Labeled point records
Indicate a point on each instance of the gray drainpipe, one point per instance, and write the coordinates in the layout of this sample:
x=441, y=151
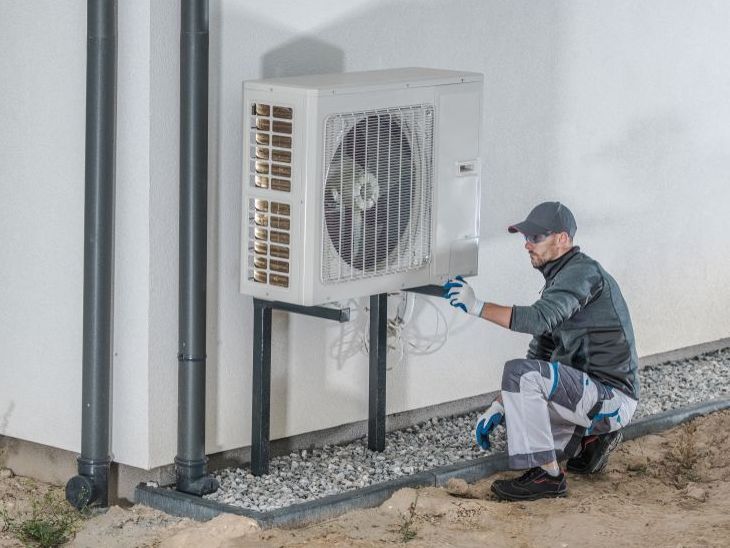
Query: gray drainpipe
x=91, y=486
x=191, y=462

- Aim of the task
Repeat the records above word for word, leaving out the pictures.

- Written response
Indicate a point on each instance of the gray drainpipe, one point per instance, and write the coordinates in the layout of this sample:
x=441, y=151
Query: gray drainpipe
x=91, y=486
x=191, y=462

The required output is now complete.